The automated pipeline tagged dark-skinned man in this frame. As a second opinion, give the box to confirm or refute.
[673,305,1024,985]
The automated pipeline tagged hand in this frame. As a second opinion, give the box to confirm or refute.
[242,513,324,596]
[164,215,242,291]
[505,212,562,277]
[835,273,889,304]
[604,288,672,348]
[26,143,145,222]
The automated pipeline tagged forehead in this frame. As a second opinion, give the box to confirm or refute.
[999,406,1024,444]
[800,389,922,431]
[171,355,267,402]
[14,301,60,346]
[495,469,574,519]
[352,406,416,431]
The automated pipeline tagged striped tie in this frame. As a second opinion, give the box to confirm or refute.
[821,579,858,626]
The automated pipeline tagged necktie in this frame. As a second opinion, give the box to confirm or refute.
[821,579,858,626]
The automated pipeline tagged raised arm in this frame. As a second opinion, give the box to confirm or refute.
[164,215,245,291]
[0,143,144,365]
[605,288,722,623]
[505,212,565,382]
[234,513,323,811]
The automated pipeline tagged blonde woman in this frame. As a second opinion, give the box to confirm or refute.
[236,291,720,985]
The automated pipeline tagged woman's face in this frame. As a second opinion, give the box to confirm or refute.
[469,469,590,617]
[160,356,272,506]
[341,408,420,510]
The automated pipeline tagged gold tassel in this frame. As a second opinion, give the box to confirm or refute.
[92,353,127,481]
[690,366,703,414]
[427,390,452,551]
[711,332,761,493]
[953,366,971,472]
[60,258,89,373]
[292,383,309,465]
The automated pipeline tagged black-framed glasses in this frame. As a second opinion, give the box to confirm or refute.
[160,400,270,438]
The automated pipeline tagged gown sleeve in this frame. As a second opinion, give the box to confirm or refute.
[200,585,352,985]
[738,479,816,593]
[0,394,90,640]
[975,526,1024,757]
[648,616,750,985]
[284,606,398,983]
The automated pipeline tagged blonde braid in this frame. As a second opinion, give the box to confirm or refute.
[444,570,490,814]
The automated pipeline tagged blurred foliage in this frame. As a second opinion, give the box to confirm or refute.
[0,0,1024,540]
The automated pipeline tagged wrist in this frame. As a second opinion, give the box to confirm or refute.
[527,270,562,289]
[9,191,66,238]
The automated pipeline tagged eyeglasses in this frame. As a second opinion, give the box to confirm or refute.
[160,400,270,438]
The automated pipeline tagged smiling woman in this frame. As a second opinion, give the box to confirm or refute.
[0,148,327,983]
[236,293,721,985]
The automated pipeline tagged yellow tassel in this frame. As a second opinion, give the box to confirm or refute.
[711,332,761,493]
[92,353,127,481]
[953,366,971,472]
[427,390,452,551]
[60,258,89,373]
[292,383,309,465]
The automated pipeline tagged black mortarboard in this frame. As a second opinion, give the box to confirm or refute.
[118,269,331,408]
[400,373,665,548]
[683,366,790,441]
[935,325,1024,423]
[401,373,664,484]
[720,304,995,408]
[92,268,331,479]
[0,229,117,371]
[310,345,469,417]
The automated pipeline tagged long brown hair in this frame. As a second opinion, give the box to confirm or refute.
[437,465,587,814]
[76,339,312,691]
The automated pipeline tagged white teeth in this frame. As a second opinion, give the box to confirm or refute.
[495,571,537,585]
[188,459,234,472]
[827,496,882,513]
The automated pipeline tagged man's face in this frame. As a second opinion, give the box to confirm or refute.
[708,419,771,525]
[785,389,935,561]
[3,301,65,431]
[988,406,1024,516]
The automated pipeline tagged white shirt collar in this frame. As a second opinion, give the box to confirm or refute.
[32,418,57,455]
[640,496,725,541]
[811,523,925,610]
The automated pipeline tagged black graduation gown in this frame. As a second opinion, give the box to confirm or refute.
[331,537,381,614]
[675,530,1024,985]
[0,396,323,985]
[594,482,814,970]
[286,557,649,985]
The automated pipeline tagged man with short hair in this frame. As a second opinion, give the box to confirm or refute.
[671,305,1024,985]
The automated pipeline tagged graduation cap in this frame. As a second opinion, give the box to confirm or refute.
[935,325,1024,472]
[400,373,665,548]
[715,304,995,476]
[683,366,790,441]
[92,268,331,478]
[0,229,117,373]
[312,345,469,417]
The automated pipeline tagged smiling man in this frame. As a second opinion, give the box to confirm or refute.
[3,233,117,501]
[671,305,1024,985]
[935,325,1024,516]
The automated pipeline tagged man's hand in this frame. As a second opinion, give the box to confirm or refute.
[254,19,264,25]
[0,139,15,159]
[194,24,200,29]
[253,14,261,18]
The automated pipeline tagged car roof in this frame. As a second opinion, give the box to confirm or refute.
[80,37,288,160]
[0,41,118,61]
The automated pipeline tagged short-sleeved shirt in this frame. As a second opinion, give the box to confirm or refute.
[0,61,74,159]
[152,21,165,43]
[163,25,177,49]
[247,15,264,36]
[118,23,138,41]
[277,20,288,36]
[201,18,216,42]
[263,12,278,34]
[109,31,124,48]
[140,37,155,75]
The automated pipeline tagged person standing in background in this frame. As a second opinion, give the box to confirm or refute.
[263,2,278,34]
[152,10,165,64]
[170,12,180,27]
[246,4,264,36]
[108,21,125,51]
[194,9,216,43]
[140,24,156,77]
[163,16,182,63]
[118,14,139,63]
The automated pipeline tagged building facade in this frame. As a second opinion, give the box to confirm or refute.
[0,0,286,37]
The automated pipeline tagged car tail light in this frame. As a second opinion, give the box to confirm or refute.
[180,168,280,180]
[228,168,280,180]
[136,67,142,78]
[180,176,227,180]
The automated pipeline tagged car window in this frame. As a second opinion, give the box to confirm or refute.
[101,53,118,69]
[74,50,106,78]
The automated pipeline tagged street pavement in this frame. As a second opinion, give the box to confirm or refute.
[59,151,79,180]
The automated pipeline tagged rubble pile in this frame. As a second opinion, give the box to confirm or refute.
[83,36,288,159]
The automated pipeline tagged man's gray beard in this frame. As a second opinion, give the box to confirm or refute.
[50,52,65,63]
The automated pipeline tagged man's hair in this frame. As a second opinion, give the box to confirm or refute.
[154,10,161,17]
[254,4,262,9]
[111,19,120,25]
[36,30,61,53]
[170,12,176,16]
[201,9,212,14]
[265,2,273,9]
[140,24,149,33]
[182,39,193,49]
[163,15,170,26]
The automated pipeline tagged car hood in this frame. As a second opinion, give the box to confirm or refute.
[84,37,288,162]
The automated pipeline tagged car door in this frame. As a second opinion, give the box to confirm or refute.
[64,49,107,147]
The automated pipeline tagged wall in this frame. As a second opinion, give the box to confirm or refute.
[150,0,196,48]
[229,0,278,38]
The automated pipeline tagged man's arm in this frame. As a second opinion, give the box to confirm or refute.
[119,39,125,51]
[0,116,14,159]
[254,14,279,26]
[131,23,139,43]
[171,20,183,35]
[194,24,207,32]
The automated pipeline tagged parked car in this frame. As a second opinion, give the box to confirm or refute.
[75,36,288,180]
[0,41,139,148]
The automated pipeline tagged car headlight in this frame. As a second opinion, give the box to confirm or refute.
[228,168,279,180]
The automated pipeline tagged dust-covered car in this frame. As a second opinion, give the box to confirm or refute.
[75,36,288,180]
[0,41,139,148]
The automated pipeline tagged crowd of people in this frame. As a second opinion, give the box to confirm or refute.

******

The request ->
Reproduce the entire listing above line for line, changing no character.

Full answer ->
The automated pipeline tagged dark-skinned man in this frame. As a second opinion, give the box to confirm or refute.
[673,305,1024,985]
The automated pipeline tagged hand in this frame. As a second opinion, give the box to confirm or refute.
[242,513,324,596]
[164,215,242,291]
[505,212,562,277]
[835,273,889,304]
[604,288,672,348]
[26,143,145,222]
The automated pipeline tagged forehead in this frame. As a second opinion, give the box to confirm or refute.
[999,406,1024,444]
[800,389,922,431]
[171,355,267,402]
[14,301,60,346]
[495,469,574,519]
[352,406,416,431]
The automated pipeline tagged striped tie in this frame. As a second opinion, give the box to confirm or refute.
[821,579,858,626]
The automated pipeline tagged necktie in this frame. As a second opinion, give the box to confirm or refute.
[821,579,858,626]
The automated pipeline tagged raised arm in this frame. As a second opinion, give the box to confirm or refute.
[164,215,245,291]
[0,143,144,365]
[605,288,722,623]
[505,212,565,382]
[234,513,323,811]
The automated pipeline tagged blonde woman in this frame. As a second opinion, give the box to confirm or refute.
[236,291,720,985]
The automated pipeline tagged woman's face in this frame. As a second opinion, give the box to confirm or refute.
[469,469,590,617]
[160,356,272,506]
[341,408,420,510]
The automated pipeline tagged gold tassel in this frame. As a second opinion, give the box to confirm or refute.
[92,353,127,481]
[690,366,703,414]
[427,390,452,551]
[711,332,761,493]
[953,366,971,472]
[60,258,89,373]
[292,383,309,465]
The automated pipeline tagged black-framed glasses in this frame. As a second opinion, give the box to confirm or refute.
[160,400,270,438]
The automated pipeline tagged gown sleeve in this frame. As a second opinion, give the box to confirm or refute.
[200,585,352,985]
[738,479,816,593]
[0,394,90,640]
[975,526,1024,757]
[648,616,750,985]
[284,606,398,983]
The automated pipeline tagged blonde braid in this frame. As a second opinion, give the box to confirm or refute.
[444,570,490,814]
The automated pipeline tagged blurred foliage in this frame. As a second opinion, give the box to confirm or refute.
[0,0,1024,540]
The automated pipeline tagged wrist in this frame. As a second opinion, give the box to confirm or refute.
[527,270,562,289]
[9,191,66,238]
The automated pipeline tagged eyeglasses in this frame. As a second opinion, give the box to confirm or refute.
[160,400,270,438]
The automated pipeline tagged smiling woman in this frame. As a second opinion, give the box to confirm or refute.
[0,148,327,983]
[236,293,721,985]
The automated pipeline tagged yellow tassel in this frame. As a second opinion, give the box to confirm or refute.
[711,332,761,493]
[92,353,127,481]
[953,366,971,472]
[427,390,452,551]
[60,258,89,373]
[292,383,309,465]
The automated pipeline tagged black mortarboard in this frame. As a second opinion, give the box to confirm or refute.
[118,269,331,408]
[400,373,665,548]
[683,366,790,441]
[935,325,1024,423]
[401,373,664,484]
[720,304,995,408]
[92,268,331,479]
[0,229,117,371]
[310,345,469,417]
The automated pipeline tagged long brown hair in this frame. As a second opinion, give the box to confirm or refute.
[437,465,587,814]
[76,339,312,691]
The automated pipeline tagged white teeth in this frame. As a second opinion, give the box to confirm or refute.
[495,571,537,585]
[188,459,234,472]
[827,496,882,513]
The automated pipeline tagged man's face in this frame. As a second opinion, give the box to confirm or refute.
[708,419,771,525]
[785,389,935,561]
[3,301,65,431]
[988,406,1024,516]
The automated pipeline tagged white shirt collar in this frame. As a second opinion, give the box to confirm or refute.
[32,418,57,455]
[640,496,725,541]
[811,523,925,610]
The automated pipeline tagged black graduation gown in this frame. As a second opinion, give the box to confirm or refute.
[331,537,381,614]
[675,530,1024,985]
[0,396,323,985]
[594,482,814,970]
[286,557,649,985]
The automated pipeline tagged man with short hair in this frame. As a second opinion, give the box to confirm or refute.
[671,305,1024,985]
The automated pipeline tagged graduation cap in this frame. As a second opinion, give the box to confirm or refute.
[935,325,1024,472]
[400,373,665,548]
[715,304,995,476]
[683,366,790,441]
[92,268,331,478]
[0,229,117,373]
[312,345,469,417]
The automated pipeline tagged smiling man in this frame. As a second opinion, give the box to confirm or refute.
[3,233,117,501]
[671,305,1024,985]
[935,325,1024,516]
The automated pipeline tagged man's hand in this frame. As a second opinion, give the box to confirm or refute.
[254,19,264,25]
[0,139,15,159]
[194,24,200,29]
[253,14,261,18]
The automated pipeline tagged car roof in this frame. As a second opinion, give the box to confirm or refute.
[80,37,288,160]
[0,41,118,61]
The automated pipeline tagged short-sleeved shirt in this frame. As a second opinion, give the box to confirm or refute.
[0,61,74,159]
[152,21,165,43]
[163,25,177,49]
[247,15,264,36]
[118,23,138,41]
[277,20,288,36]
[201,18,216,42]
[263,12,278,34]
[109,31,124,48]
[140,37,155,75]
The automated pipeline tagged person standing in background in this frame. As a second opinion, give the box to confirm or refute.
[263,2,278,34]
[152,10,165,64]
[170,12,180,27]
[246,4,264,36]
[108,21,125,51]
[194,9,216,43]
[140,24,156,77]
[163,16,182,63]
[118,14,139,63]
The automated pipeline tagged building facade in this frame. As a second opinion, give the box to confirm or refute.
[0,0,286,37]
The automated pipeline tagged car tail light in this frame. As a second opinion, give the box to confirm or refute.
[180,168,280,180]
[228,168,280,180]
[136,67,142,78]
[180,176,227,180]
The automated pipeline tagged car window in this frame. As a second opinion, give the box to confirm or refute.
[101,53,118,69]
[74,50,106,78]
The automated pipeline tagged street pavement in this frame. As a second opinion, give the box to confirm or refute.
[59,151,79,180]
The automated pipeline tagged rubble pile in this frame. As a second opinion, give the box to confirm or refute.
[83,36,288,159]
The automated pipeline tagged man's gray beard in this frame. As a second opinion, give the box to confirm or refute.
[50,52,65,63]
The automated pipeline tagged man's hair in this frame. As a second opinion, give the box to confirm or refute.
[154,10,161,17]
[254,4,262,9]
[111,19,120,25]
[36,30,61,53]
[170,12,176,16]
[201,9,212,14]
[265,2,273,9]
[140,24,149,33]
[182,39,193,49]
[163,15,170,26]
The automated pipeline tagged car hood in this frame. As a second opinion, give the box to confirm or refute.
[84,37,288,162]
The automated pipeline tagged car door in this frame. As a second opinion, give the box to confirm or refute.
[64,49,107,147]
The automated pipeline tagged wall in this frame. As a second opinion, give the box to confirm or refute.
[150,0,196,48]
[229,0,278,38]
The automated pipeline tagged man's arm in this frame. As a second opinion, give the box to confirm or refute.
[119,39,125,51]
[0,116,14,159]
[254,14,279,26]
[131,23,139,43]
[171,20,183,35]
[194,24,207,32]
The automated pipeline tagged parked car in this frame. As a second opinion, give the box to confirm or refute.
[75,36,288,180]
[0,41,139,148]
The automated pipeline tagged car headlight in this frame. As a second opinion, give the box to confirm or refute.
[228,168,279,180]
The automated pipeline tagged dust-covered car in this frame. As a second opinion, give the box to confirm or refute.
[75,36,288,180]
[0,41,139,148]
The automated pipeline tagged crowd of people in this frame. As a second opinion, give the box to confirm or refute.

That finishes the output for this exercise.